== WORKING DATA ==
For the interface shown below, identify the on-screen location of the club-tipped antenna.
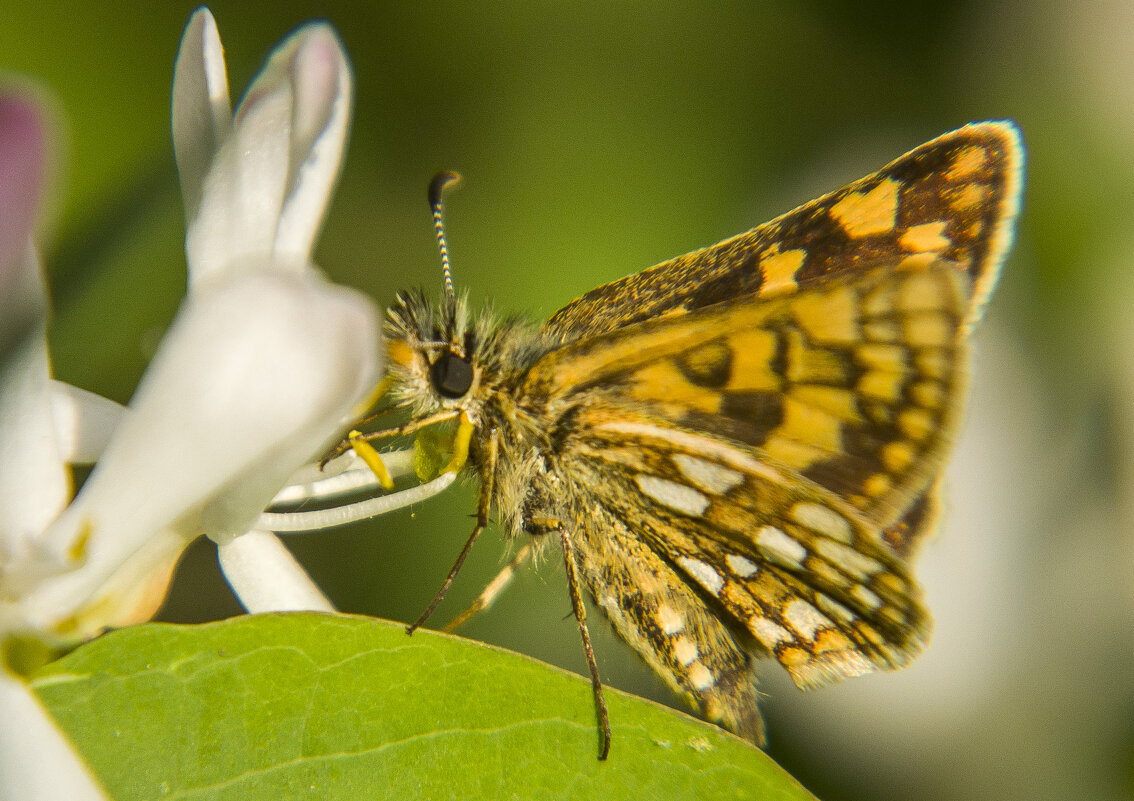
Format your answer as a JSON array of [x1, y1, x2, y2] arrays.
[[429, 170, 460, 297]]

--

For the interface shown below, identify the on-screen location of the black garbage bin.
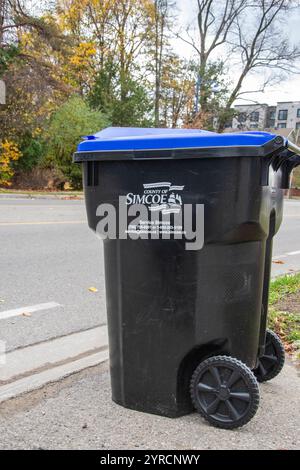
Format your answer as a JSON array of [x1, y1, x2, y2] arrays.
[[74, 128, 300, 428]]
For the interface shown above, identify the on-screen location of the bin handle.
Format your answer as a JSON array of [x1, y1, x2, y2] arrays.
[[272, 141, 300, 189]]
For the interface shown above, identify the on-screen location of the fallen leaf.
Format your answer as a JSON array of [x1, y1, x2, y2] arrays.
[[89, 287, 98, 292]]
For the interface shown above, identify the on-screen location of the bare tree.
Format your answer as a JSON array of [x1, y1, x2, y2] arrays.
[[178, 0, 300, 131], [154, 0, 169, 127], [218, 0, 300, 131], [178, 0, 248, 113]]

--

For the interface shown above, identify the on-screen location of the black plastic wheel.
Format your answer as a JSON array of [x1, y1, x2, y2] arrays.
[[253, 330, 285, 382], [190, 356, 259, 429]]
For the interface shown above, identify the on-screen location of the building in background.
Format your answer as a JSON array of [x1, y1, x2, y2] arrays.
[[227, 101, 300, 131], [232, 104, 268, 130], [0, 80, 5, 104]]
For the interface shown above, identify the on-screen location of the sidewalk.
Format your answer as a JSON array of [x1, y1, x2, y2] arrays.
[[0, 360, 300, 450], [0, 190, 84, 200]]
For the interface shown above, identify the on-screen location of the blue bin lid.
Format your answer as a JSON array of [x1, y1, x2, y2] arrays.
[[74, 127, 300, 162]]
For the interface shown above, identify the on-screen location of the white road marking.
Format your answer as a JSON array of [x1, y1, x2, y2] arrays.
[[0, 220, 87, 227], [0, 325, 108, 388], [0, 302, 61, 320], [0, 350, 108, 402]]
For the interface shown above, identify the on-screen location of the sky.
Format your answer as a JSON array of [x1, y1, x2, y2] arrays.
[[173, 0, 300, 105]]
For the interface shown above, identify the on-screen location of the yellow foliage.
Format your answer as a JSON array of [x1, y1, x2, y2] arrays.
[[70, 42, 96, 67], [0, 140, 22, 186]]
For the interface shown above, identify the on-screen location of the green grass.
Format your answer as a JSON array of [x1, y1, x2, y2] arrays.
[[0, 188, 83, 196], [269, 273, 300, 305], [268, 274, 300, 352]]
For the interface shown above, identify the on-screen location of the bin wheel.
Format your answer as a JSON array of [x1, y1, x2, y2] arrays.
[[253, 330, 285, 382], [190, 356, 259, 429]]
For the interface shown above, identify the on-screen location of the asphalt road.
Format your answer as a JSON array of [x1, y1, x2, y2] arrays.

== AIM ==
Reproduce the material from the line that has "the club-tipped antenna." through the line that has "[[429, 170, 460, 297]]", both included, shifting every bounding box coordinate in the answers up by 16 and keeping the requests. Leave the picture out.

== TASK ANSWER ==
For the interface shown below, identify the on-screen location of the club-tipped antenna.
Format your answer as a JSON array of [x1, y1, x2, y2] arrays.
[[445, 186, 476, 313]]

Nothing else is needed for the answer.